What you are asked to do ▸ Copy each line in the data below that contains the word "asphalt".

Information shown ▸
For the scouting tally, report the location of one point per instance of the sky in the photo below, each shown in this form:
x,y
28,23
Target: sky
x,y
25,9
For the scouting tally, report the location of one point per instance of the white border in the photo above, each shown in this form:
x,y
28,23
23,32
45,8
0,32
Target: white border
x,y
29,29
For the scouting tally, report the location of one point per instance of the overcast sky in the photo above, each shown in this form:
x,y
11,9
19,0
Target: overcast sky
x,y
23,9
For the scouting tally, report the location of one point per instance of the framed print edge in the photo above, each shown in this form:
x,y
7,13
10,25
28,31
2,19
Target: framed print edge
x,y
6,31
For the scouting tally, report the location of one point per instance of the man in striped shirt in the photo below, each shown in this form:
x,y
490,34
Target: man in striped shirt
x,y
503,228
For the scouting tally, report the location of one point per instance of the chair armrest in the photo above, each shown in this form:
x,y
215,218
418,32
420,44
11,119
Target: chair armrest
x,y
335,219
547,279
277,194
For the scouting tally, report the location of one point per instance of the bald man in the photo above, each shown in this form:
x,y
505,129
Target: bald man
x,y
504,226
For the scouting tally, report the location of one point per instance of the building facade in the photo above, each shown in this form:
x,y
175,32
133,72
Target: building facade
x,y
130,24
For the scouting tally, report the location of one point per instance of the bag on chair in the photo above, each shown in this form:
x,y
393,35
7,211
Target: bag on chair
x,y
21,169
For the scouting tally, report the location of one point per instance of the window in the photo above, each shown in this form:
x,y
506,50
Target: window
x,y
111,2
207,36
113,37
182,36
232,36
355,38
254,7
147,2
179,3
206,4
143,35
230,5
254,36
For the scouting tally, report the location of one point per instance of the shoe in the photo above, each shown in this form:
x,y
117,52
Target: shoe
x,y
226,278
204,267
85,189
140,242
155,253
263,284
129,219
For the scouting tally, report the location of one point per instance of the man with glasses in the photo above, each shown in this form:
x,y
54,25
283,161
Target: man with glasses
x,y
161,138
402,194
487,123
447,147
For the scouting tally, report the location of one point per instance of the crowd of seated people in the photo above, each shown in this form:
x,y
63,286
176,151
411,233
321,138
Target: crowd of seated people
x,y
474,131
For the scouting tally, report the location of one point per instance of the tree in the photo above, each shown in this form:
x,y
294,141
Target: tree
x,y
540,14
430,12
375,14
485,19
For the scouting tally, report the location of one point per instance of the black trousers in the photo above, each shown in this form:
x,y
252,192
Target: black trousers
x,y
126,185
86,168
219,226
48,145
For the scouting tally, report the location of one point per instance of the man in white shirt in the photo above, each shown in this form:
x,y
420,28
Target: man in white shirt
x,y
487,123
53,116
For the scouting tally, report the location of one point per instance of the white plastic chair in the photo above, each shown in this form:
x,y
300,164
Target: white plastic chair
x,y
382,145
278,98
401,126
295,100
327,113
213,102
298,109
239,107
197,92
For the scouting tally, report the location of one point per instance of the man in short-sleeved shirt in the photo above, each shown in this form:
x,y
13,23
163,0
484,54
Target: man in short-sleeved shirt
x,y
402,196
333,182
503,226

...

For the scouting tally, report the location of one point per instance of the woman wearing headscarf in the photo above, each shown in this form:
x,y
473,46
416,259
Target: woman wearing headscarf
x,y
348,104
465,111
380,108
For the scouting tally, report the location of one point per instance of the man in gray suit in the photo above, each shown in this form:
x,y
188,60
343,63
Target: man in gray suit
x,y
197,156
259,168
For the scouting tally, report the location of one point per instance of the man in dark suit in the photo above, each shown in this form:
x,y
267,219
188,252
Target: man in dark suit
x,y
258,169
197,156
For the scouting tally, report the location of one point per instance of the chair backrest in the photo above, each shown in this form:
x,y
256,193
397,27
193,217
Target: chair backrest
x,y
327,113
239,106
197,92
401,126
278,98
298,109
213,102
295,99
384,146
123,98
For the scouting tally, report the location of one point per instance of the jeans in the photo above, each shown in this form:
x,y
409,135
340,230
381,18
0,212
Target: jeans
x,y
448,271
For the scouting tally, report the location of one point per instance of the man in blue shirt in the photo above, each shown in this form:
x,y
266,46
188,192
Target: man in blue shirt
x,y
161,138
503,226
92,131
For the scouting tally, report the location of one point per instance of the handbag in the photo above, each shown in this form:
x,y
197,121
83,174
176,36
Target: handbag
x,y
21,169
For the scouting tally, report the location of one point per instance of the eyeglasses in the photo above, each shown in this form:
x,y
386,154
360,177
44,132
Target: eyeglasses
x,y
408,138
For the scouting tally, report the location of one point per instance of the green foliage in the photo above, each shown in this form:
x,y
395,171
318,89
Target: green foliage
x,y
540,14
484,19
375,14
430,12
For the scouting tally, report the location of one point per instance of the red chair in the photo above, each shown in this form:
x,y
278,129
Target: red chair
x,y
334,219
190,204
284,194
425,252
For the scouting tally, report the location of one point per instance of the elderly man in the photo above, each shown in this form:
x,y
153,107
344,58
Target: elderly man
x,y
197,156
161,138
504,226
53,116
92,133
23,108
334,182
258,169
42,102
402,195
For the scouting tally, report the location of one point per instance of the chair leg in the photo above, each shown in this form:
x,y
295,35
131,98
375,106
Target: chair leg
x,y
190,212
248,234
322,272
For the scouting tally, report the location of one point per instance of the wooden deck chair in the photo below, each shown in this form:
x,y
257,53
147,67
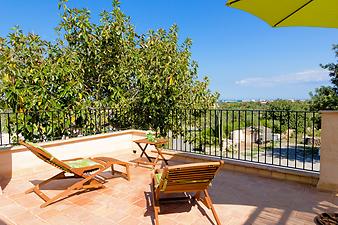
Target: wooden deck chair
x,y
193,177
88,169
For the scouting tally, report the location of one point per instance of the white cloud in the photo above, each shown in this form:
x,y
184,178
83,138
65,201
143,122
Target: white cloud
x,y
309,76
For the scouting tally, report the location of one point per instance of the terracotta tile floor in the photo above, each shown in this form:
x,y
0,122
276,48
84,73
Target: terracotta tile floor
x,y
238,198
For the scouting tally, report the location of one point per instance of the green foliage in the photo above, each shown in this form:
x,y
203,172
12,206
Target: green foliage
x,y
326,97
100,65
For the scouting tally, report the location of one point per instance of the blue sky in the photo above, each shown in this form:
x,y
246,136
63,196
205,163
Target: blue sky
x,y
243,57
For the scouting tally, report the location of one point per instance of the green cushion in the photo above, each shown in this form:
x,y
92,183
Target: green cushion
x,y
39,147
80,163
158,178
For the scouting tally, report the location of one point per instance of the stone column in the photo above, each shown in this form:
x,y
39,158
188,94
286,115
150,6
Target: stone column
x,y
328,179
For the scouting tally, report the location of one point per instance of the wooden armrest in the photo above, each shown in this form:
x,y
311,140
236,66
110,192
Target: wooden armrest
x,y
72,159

==

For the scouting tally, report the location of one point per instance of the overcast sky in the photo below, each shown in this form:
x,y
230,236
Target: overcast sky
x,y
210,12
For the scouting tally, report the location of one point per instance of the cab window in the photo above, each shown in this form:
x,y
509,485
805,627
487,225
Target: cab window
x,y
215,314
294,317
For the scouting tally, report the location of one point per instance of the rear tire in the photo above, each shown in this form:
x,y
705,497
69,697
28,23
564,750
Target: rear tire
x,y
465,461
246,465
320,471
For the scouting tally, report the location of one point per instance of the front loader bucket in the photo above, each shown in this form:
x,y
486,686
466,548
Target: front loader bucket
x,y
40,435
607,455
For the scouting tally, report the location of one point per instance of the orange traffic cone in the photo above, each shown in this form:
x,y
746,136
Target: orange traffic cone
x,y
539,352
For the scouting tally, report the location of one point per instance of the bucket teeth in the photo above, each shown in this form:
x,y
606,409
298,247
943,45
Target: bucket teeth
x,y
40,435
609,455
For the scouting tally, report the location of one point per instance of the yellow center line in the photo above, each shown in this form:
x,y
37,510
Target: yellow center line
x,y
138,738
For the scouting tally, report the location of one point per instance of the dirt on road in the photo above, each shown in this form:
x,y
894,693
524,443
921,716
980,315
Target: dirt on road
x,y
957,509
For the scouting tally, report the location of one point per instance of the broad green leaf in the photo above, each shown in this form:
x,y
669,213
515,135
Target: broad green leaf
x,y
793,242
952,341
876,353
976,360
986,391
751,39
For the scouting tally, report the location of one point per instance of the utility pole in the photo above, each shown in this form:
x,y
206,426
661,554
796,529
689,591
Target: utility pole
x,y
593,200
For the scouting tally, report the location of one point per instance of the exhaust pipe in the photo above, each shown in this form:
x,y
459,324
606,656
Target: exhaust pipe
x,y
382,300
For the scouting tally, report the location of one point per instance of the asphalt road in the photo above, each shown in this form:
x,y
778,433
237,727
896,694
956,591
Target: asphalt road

Response for this exercise ▸
For the scouting tally, report the location of one point per instance of the asphalt road in the photo above, each shown in this form:
Target: asphalt road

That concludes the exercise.